Liste des activités.
- A) Modifiez le passage du texte sur le climat et la santé qui commence par "Des exemples en" et se poursuit jusqu'à "de cette maladie.". Remplacez "paludisme" par "typhus", puis écrivez le passage en entier.
- B) D'après le texte sur le climat et la santé, vers quelle année l'influence du climat sur la santé était-elle décisive en France ?

Texte d'étude.
§ §

Des exemples en sont fournis par des coups de soleil, des gelures, des réactions inadéquates, des altérations de l'état général (coup de chaleur avec troubles neurologiques), des déshydratations, des cancers (ajustement anarchique de l'organisme à l'environnement).
Pour autant, le climat n'est pas responsable de toutes les maladies constatées dans une région donnée . Par exemple, ce n'est pas le climat chaud et humide qui génère le paludisme mais bien la virulence du moustique agent de propagation -vecteur- de cette maladie.
Cependant, nombre d'études ont montré que, sous certaines latitudes, l'état de l'atmosphère exerce sur la mortalité générale une forte influence . C'et ainsi qu'il a été relevé que le climat rend compte, à lui seul, de 77 % de la variabilité en jours successifs du nombre de décès à Turin et de 87 % à Naples.
Le tableau succinct, ci-dessous, donne une idée de l'influence du climat sur la santé selon les pays :
Influence du climat sur la santé
Très faible |
Pays scandinaves, Canada, Etats-Unis d'Amérique, sauf sud-est |
Modérée |
Floride, France, Pays-Bas, Allemagne |
Décisive |
Japon, Grèce |
Mais, au-delà de ces différences, au XX ème siècle, l'influence du climat sur la santé s'est atténuée sur presque toute la planète sauf au Japon et, partiellement, en Italie.
En France , cette influence était décisive vers 1910, encore forte vers 1960 et modérée actuellement.
La généralisation de l'usage des antibiotiques pourrait expliquer le retournement de tendance observé.
Le Professeur Jean-Pierre BESANCENOT en déduit que « les risques climatopathologiques sont toujours étroitement datés et localisés, largement tributaires du contexte (social, économique, culturel) ainsi que de la pratique médicale ».
Des exemples de cette assertion peuvent être tirés des effets des cyclones tropicaux -qui engendrent un nombre de morts et de blessés inversement proportionnel au degré de développement de la zone touchée- de ceux des vagues de froid en climat tempéré moyen -où les victimes sont surtout des personnes âgées à l'état de santé déjà fortement altéré et des sans-abri (hiver 1985 en France)- ou encore de ceux des grandes vagues de chaleur en climat tempéré moyen et en climat méditerranéen (été 1976 dans 20 départements français, juillet 1983 à Marseille et dans toute la Provence, juillet 1987 à Athènes), où les victimes sont essentiellement des jeunes enfants, des personnes du troisième ou du quatrième âge, surtout des femmes.

§ §

Données fournies.

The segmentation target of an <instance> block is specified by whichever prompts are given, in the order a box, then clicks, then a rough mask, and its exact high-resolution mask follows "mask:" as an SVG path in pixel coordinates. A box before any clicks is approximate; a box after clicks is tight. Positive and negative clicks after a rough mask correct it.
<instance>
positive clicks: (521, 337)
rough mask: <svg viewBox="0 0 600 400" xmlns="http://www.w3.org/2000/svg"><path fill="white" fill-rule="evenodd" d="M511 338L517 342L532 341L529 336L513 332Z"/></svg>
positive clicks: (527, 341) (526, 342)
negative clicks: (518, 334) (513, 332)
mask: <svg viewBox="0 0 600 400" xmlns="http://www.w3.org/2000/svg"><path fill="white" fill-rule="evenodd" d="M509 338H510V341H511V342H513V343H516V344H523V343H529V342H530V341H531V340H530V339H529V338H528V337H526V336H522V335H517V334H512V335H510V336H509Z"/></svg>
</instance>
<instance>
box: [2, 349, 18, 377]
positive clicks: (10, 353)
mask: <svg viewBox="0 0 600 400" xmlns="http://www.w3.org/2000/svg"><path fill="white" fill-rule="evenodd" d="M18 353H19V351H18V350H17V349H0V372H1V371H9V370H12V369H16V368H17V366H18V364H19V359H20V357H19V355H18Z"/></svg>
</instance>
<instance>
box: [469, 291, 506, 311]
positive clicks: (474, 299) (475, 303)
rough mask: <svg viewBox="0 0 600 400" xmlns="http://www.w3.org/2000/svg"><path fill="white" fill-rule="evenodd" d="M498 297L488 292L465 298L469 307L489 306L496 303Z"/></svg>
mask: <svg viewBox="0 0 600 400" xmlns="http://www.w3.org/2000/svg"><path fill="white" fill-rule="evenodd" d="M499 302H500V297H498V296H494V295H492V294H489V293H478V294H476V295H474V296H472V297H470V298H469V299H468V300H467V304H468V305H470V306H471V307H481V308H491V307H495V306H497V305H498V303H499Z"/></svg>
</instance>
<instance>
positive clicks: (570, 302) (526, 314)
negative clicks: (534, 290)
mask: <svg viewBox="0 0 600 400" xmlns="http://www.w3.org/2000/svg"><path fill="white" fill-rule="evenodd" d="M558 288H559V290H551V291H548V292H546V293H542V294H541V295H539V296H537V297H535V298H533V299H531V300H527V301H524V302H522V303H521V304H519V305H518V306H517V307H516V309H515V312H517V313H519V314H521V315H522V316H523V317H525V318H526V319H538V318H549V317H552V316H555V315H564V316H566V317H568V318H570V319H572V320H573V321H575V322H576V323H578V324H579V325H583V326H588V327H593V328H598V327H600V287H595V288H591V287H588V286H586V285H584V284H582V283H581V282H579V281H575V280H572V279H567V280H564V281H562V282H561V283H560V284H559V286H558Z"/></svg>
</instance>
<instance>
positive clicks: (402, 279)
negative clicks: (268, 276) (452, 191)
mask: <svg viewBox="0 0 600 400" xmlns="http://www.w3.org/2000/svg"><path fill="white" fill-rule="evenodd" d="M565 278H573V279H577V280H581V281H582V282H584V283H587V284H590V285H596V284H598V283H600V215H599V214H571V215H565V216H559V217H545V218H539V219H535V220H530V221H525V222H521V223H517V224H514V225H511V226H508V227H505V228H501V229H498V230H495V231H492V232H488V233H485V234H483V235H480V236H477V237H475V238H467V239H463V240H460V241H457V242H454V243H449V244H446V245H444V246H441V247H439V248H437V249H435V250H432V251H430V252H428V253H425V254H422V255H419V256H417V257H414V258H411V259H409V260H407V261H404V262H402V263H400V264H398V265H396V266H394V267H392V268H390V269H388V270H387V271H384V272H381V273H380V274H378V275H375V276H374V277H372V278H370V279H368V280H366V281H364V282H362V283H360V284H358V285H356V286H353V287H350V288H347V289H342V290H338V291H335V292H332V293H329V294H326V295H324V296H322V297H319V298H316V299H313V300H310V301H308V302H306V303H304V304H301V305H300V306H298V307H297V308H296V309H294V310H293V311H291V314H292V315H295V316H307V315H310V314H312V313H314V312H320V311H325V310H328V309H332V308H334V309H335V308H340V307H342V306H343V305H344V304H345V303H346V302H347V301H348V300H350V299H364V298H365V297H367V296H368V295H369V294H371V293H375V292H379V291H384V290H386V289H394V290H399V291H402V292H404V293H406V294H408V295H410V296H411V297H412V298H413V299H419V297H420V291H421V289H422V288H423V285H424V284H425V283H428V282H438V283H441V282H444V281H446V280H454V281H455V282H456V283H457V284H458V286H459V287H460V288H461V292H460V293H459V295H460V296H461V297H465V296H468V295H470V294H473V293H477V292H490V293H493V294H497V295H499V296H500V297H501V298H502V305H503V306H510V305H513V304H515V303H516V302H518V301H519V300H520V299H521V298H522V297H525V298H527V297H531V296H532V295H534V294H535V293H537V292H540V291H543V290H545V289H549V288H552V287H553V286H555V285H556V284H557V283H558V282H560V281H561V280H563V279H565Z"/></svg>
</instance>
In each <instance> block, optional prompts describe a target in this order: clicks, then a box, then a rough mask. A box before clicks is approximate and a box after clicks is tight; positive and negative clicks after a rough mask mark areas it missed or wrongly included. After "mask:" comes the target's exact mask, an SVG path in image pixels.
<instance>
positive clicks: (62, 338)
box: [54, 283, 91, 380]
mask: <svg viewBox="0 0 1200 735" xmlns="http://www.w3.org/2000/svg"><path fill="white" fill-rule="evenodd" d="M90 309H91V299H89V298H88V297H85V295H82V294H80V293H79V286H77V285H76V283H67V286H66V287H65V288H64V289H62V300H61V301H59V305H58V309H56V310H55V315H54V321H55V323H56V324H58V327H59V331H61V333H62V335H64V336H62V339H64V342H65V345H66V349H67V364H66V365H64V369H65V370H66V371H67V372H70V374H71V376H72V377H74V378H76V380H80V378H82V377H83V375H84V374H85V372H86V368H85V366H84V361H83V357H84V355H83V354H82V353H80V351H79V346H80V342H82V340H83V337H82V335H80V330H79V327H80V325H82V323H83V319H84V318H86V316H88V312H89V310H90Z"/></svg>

§ §

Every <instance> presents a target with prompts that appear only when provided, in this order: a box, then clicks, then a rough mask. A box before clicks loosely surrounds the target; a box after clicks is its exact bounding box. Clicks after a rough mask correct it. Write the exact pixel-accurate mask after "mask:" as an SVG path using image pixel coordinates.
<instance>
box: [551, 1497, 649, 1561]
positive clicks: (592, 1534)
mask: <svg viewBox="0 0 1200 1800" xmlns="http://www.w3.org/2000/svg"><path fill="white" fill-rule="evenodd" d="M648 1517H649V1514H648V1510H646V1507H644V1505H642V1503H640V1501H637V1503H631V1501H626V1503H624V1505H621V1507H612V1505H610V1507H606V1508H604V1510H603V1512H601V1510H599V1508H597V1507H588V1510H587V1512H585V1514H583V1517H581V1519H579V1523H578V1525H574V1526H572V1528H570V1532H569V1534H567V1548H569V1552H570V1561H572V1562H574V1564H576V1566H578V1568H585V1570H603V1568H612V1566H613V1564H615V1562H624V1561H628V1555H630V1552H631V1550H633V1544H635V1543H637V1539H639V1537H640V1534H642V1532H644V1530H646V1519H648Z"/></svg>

§ §

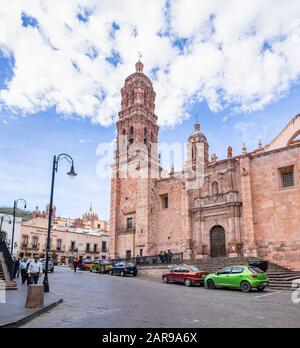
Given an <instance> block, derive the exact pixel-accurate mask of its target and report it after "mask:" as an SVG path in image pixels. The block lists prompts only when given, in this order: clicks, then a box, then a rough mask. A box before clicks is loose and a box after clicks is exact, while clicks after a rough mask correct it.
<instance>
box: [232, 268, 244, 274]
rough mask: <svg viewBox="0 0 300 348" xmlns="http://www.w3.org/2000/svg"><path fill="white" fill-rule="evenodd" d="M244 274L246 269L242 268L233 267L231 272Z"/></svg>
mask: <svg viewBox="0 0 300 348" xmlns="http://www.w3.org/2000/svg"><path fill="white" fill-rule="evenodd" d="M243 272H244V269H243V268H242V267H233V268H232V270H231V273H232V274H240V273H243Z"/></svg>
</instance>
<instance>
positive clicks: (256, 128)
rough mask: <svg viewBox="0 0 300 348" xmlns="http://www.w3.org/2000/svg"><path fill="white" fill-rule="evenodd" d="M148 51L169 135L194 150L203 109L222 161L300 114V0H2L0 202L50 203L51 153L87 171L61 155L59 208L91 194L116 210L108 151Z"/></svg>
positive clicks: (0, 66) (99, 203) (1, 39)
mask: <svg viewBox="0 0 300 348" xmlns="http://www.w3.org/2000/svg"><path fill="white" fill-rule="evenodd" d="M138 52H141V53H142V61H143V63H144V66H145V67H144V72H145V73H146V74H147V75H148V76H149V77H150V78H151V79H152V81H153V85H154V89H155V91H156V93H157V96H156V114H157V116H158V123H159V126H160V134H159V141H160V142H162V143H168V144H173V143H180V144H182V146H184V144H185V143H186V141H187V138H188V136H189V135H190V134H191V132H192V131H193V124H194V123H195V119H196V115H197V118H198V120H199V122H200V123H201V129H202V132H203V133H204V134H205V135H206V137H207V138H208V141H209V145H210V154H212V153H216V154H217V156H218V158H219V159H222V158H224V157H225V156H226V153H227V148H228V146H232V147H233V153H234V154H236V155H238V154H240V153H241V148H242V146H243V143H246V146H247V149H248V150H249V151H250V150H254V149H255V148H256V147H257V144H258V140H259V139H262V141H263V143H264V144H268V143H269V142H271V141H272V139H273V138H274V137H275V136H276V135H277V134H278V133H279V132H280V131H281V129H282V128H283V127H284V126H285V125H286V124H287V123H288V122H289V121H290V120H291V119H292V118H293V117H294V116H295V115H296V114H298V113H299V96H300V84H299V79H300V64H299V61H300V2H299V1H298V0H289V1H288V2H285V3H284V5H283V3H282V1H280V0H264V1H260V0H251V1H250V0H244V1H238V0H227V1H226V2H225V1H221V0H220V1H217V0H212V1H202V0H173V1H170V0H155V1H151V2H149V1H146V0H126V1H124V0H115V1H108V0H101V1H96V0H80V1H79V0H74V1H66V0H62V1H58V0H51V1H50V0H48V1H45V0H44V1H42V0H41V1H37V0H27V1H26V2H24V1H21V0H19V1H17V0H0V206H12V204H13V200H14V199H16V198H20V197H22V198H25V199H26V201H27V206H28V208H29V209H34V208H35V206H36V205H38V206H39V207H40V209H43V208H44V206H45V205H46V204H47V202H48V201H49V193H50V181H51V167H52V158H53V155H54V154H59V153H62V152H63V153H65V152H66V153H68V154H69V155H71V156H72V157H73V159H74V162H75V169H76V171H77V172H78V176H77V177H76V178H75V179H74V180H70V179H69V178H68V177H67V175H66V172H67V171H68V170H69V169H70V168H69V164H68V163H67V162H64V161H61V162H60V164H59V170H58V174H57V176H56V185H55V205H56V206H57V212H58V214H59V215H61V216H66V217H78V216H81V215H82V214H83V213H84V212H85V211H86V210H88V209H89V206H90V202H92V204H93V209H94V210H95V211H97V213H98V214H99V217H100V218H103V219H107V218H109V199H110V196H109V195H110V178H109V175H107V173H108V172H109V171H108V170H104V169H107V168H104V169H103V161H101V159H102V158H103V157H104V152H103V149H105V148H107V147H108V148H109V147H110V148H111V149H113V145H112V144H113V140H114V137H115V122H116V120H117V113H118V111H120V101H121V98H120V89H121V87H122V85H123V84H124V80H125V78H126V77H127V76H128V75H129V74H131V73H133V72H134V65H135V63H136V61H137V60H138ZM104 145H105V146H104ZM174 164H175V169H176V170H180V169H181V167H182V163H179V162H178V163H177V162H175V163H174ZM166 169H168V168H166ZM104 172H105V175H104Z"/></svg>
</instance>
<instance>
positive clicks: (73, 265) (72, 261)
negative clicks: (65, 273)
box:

§ §

Réponses.
- A)
Des exemples en sont fournis par des coups de soleil, des gelures, des réactions inadéquates, des altérations de l'état général (coup de chaleur avec troubles neurologiques), des déshydratations, des cancers (ajustement anarchique de l'organisme à l'environnement).
Pour autant, le climat n'est pas responsable de toutes les maladies constatées dans une région donnée . Par exemple, ce n'est pas le climat chaud et humide qui génère le typhus mais bien la virulence du moustique agent de propagation -vecteur- de cette maladie.

- B) Vers 1910.